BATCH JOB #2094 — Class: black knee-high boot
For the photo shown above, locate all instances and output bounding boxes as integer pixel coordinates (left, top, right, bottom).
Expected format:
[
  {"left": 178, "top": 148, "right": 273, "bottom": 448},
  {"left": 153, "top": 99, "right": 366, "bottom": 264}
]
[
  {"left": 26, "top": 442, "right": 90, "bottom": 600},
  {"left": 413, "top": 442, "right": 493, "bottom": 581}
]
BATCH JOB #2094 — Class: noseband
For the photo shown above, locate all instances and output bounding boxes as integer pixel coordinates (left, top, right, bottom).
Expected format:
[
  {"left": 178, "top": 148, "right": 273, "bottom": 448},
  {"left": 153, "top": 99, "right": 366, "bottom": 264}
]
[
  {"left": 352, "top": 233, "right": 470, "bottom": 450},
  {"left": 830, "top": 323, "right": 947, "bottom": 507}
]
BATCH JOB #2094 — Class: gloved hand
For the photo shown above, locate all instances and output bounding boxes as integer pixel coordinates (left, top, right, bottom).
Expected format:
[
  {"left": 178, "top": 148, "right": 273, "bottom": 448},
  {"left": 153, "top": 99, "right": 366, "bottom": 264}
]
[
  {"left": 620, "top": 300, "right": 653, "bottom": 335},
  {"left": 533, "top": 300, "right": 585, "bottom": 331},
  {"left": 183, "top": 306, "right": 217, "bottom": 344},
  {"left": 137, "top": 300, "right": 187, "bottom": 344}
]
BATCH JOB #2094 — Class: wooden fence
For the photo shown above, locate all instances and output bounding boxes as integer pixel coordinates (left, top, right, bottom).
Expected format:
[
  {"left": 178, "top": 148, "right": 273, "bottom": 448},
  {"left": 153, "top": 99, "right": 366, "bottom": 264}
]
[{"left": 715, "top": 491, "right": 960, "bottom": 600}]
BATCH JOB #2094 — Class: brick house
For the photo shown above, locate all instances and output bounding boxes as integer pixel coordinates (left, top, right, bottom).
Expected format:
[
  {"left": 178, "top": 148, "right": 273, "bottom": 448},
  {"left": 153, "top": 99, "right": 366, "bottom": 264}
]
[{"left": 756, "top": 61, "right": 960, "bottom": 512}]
········
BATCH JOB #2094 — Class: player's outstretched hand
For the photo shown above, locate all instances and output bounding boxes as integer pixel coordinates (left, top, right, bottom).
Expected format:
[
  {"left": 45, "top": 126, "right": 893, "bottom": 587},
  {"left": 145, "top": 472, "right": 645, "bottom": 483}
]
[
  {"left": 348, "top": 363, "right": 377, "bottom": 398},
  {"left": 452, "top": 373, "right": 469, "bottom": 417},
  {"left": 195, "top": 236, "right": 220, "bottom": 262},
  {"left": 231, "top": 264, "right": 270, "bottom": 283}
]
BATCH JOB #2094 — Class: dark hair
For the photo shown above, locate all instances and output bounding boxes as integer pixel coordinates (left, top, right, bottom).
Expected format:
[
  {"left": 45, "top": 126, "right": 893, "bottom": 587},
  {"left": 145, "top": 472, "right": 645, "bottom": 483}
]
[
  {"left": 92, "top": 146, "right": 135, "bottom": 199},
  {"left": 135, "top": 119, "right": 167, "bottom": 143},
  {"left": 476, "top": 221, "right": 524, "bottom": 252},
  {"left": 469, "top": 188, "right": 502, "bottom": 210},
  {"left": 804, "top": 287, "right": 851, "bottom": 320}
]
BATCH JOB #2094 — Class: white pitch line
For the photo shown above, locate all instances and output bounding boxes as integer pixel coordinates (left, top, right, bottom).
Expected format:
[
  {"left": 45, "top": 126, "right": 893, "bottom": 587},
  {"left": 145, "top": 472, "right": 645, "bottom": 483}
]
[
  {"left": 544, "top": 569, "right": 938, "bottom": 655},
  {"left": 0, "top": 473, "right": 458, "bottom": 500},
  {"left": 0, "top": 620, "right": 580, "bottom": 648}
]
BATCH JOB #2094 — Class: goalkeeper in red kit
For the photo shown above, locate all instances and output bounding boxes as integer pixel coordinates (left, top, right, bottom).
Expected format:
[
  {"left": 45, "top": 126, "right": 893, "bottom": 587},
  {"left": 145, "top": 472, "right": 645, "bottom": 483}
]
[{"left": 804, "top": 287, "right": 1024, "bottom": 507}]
········
# Set problem:
Please extract every line of the data above that contains the word "hand".

# Completed task:
BATCH JOB #2094 — Class: gloved hand
BATCH JOB #2094 — Class: player's outstretched hand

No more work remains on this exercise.